• WRITTEN INSTRUCTION A: Rewrite the records from their first line through the line containing "M122 34L86 21L35 62L34 223L135 225L137 63Z", changing "several separate parts" to "multiple disjoint pieces" and leaving everything else as it is.
# Start of SELECTION
3.2. Transplant of Hydrological Flow Characteristics from Gauged to Ungauged Basins

The parameters altered in calibration and validation of R6G provided basic hydrological characteristics of the Isahaya catchment (since exists only a single gauge in the whole catchment). The assumption of approximate homogeneity in the cases of DG makes the method very simplistic. Adopting all the parameters’ values (DG) as attained in R6G, the resultant hydrograph correlated reasonably with the observed intermitted dataset but overestimated or underestimate the mean daily flow rate. Modifying some of the globalized parameter(s) using an implicit equation could improve the accuracy of estimated discharge at an ungauged site. Using such implicit equations (Equation (12) or Equation (13)) as DG-1 and DG-2 below to alter the groundwater delay only improved precision in depicting the trends for R1, R2, R5, and R7 as compared to the observed dataset.

${\text{GW}}_{\text{D}}{}_{\text{R}\text{.No}}={\text{GW}}_{\text{D}}{}_{\text{R6G}}{\left[\frac{A_{\text{R}\text{.No}}}{A_{\text{R6G}}}\right]}^{{\text{SLP}}_{\text{R6G}}/{\text{SLP}}_{\text{R}\text{.No}}}$ (12)

or

${\text{GW\_D}}_{\text{R}\text{.No}}={\text{GW\_D}}_{\text{R6G}}\left[\frac{A_{\text{R}\text{.No}}}{A_{\text{R6G}}}\right]$ (13)

where; GW_D is ground water delay, R.No is river number (1, 2, 3…), A is the watershed area, SLP is the avarage slope.

Figure 4 and Table 5 are the results of DG, DG-1 & DG-2 attempts to characterize continuous flow at the ungauged site. The overestimation or underestimation of the flow rate and the absence of crests during large rainfall events

were some of the misrepresentations of the hydrography at the ungauged site using the methods DG, DG-1 & DG-2. Although the above methods represent the trend at ungauged sites, they are abstract because river basins have some heterogeneity despite their proximity to the donor. Changes in calibration parameters are relative to other parameters at a given site despite similarity and proximity. This was evident in the way different river basins responded to changes in groundwater delay value as per Equation (12) and Equation (13). In rare cases, a changing a single parameter can lead to an optimal simulation. In the case of a single gauging station, it was not possible to change parameters relative to other parameters due to scanty hydrological information about the watershed. Due to these uncertainties, the method described above is not reliable and cannot be applied to other sites with similar hydrological characteristics.
# End of SELECTION
# Start of RECORDS FOR THIS EXERCISE
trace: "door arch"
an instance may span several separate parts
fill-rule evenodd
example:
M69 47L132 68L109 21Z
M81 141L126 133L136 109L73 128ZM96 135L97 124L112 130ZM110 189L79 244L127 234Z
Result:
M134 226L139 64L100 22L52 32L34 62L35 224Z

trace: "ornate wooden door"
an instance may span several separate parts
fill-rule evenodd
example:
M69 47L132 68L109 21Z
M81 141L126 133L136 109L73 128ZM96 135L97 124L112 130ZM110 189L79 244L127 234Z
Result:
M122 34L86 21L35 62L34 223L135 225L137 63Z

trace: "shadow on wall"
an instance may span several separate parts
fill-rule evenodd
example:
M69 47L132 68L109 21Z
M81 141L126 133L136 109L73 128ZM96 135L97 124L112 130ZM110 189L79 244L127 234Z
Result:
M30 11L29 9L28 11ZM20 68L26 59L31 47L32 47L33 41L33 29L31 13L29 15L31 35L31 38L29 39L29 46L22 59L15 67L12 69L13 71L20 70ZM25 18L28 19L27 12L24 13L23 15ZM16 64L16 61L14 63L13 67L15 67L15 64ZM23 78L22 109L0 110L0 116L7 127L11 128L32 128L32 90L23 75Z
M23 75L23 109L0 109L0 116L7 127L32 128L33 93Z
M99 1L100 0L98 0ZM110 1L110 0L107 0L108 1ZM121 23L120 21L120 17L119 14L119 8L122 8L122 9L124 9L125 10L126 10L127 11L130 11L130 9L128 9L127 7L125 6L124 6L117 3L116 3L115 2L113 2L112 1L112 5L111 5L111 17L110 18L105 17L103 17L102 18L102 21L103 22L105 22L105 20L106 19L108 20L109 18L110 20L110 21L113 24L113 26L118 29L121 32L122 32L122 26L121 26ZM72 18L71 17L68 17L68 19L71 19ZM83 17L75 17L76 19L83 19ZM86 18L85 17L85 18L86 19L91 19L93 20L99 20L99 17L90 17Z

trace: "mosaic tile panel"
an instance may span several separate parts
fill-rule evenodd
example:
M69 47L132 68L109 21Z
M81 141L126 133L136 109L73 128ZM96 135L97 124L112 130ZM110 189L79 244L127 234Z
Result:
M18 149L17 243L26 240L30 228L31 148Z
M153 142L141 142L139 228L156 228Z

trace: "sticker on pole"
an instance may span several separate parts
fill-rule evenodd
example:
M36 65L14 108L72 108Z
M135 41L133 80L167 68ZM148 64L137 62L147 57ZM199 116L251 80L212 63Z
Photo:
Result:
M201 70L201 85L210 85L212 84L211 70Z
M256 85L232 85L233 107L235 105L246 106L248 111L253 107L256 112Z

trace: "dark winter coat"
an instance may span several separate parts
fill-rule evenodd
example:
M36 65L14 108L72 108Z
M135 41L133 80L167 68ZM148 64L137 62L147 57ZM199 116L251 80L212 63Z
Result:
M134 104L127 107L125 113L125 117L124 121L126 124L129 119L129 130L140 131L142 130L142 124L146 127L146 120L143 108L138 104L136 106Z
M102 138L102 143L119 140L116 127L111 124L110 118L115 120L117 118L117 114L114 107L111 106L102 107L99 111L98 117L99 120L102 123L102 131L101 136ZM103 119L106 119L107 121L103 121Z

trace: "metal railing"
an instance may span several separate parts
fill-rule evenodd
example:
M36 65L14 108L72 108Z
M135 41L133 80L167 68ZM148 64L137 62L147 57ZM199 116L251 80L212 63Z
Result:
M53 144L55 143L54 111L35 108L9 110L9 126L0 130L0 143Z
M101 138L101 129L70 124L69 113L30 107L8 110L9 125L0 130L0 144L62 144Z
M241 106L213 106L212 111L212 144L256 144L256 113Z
# End of RECORDS FOR THIS EXERCISE
• WRITTEN INSTRUCTION B: Transcribe the entire excerpt on transplanting flow characteristics to ungauged basins, word for word.

• REPLY A:
trace: "door arch"
an instance may span multiple disjoint pieces
fill-rule evenodd
example:
M69 47L132 68L109 21Z
M81 141L126 133L136 109L73 128ZM96 135L97 124L112 130ZM110 189L79 244L127 234Z
Result:
M134 226L139 64L100 22L52 32L34 62L35 224Z

trace: "ornate wooden door"
an instance may span multiple disjoint pieces
fill-rule evenodd
example:
M69 47L132 68L109 21Z
M81 141L126 133L136 109L73 128ZM96 135L97 124L112 130ZM110 189L79 244L127 234Z
Result:
M122 34L86 21L35 62L34 223L135 225L137 63Z

• REPLY B:
3.2. Transplant of Hydrological Flow Characteristics from Gauged to Ungauged Basins

The parameters altered in calibration and validation of R6G provided basic hydrological characteristics of the Isahaya catchment (since exists only a single gauge in the whole catchment). The assumption of approximate homogeneity in the cases of DG makes the method very simplistic. Adopting all the parameters’ values (DG) as attained in R6G, the resultant hydrograph correlated reasonably with the observed intermitted dataset but overestimated or underestimate the mean daily flow rate. Modifying some of the globalized parameter(s) using an implicit equation could improve the accuracy of estimated discharge at an ungauged site. Using such implicit equations (Equation (12) or Equation (13)) as DG-1 and DG-2 below to alter the groundwater delay only improved precision in depicting the trends for R1, R2, R5, and R7 as compared to the observed dataset.

${\text{GW}}_{\text{D}}{}_{\text{R}\text{.No}}={\text{GW}}_{\text{D}}{}_{\text{R6G}}{\left[\frac{A_{\text{R}\text{.No}}}{A_{\text{R6G}}}\right]}^{{\text{SLP}}_{\text{R6G}}/{\text{SLP}}_{\text{R}\text{.No}}}$ (12)

or

${\text{GW\_D}}_{\text{R}\text{.No}}={\text{GW\_D}}_{\text{R6G}}\left[\frac{A_{\text{R}\text{.No}}}{A_{\text{R6G}}}\right]$ (13)

where; GW_D is ground water delay, R.No is river number (1, 2, 3…), A is the watershed area, SLP is the avarage slope.

Figure 4 and Table 5 are the results of DG, DG-1 & DG-2 attempts to characterize continuous flow at the ungauged site. The overestimation or underestimation of the flow rate and the absence of crests during large rainfall events

were some of the misrepresentations of the hydrography at the ungauged site using the methods DG, DG-1 & DG-2. Although the above methods represent the trend at ungauged sites, they are abstract because river basins have some heterogeneity despite their proximity to the donor. Changes in calibration parameters are relative to other parameters at a given site despite similarity and proximity. This was evident in the way different river basins responded to changes in groundwater delay value as per Equation (12) and Equation (13). In rare cases, a changing a single parameter can lead to an optimal simulation. In the case of a single gauging station, it was not possible to change parameters relative to other parameters due to scanty hydrological information about the watershed. Due to these uncertainties, the method described above is not reliable and cannot be applied to other sites with similar hydrological characteristics.